> **SET OF TASKS**:
1) In the rum thread, about how much does ATLHARP say a bottle of Ron Barcelo Anejo costs nearby?
2) Check each statement against the rum thread. For each, say yes or no and quote the words that decide it. (a) The first poster rates the Matuselum 15 as the best, and it is no longer made. (b) The first poster finds the Pyrat and Zacapa rums too dry. (c) Neuromancer bought a bottle of Patron Silver.

> **PAGE TEXT**:
---*---

As far as sipping rums, I have all the cuban 15 y/o rums. Believe it or not, the HC 15 y/o is one of my least favorites. The best IMHO was the Matuselum 15 which unfortunately is no longer produced. The Ron Santiago and Ron Varadero 15 y/o are good.....smooth and not as "hot" as the HC. The 15 y/o Vigia just plain sucks!

But one of the best is the Edmundo Dantes Montecristo 25 y/o rum. A great rum!

As far as the non-cuban rums go, the Barbencourt 15 is very good, as is the Flor de Cana 21 y/o.
The Pyrat and Zacapa rums are too sweet for me.


----------



## Navydoc

Bruce said:


> I use the HC 7 y/o for cuba libre.....makes a great rum and coke.


Amen to that...love it.


----------



## ATLHARP

I dig the Ron Barcelo Anejo Rum. The stuff is borderline cognac and is smooth as silk. It's a good buy too right around the corner for $14 a bottle. I got some with 2 cubes of ice right now, and I must say that it is quite nice. where's that Punch Punch? :w 

yeah bruddha....

ATL


----------



## CrackerJacket

Gosling's Black Seal...accept no substitutes.


----------



## Neuromancer

Nely said:


> I'm actually surprised that you are not experienced with rum. All cubans drink rum! We gotta hang out so that I can corrupt....I mean educate you. LOL


Yah...we'd hang out with him and corrupt him if we could ever get him out of Bed, Bath, & Beyond long enough to herf with us...maybe we can tempt him with a herf somewhere in the Miami area in Febuary or March...and if you have a great rum I am always willing to try something new...in fact, it's Ron's fault that I went and bought a bottle of Patron Silver today...yeah...it's Ron's fault...that's the ticket...

---*---

> **SUPPLIED INFORMATION**:
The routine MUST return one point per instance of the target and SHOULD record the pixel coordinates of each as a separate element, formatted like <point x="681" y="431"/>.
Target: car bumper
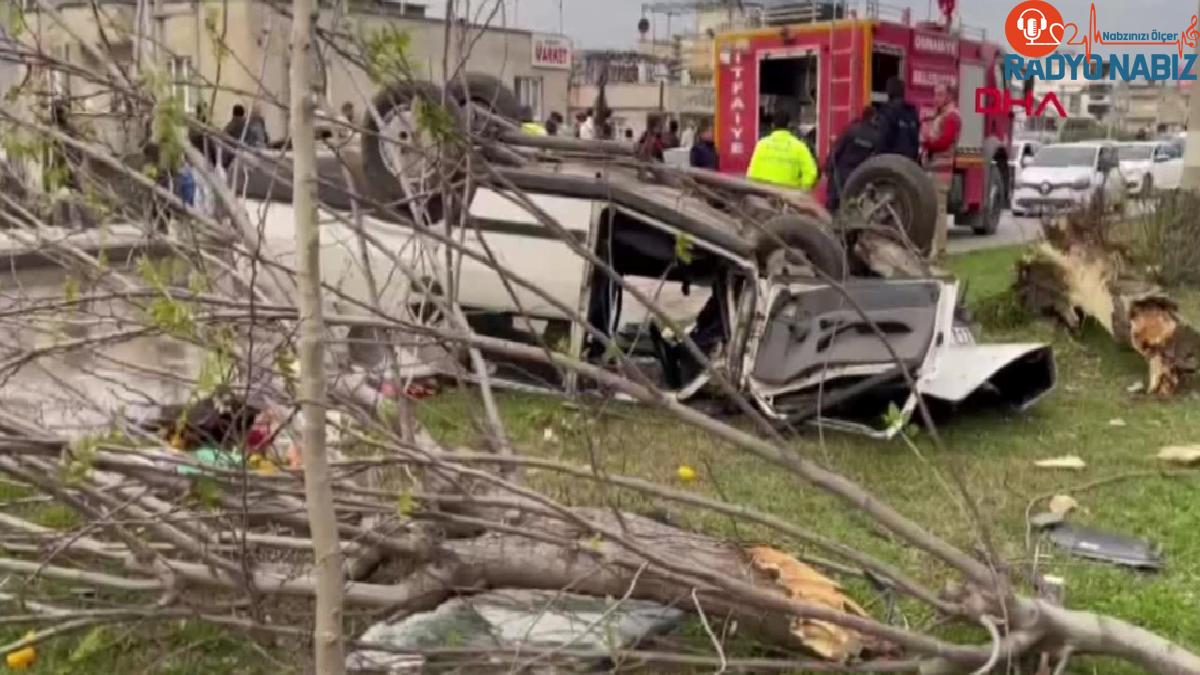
<point x="1032" y="201"/>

---*---

> **SOLUTIONS BY TASK**:
1) $14 a bottle.

2)
(a) Yes: "The best IMHO was the Matuselum 15 which unfortunately is no longer produced."
(b) No: "The Pyrat and Zacapa rums are too sweet for me."
(c) Yes: "I went and bought a bottle of Patron Silver today"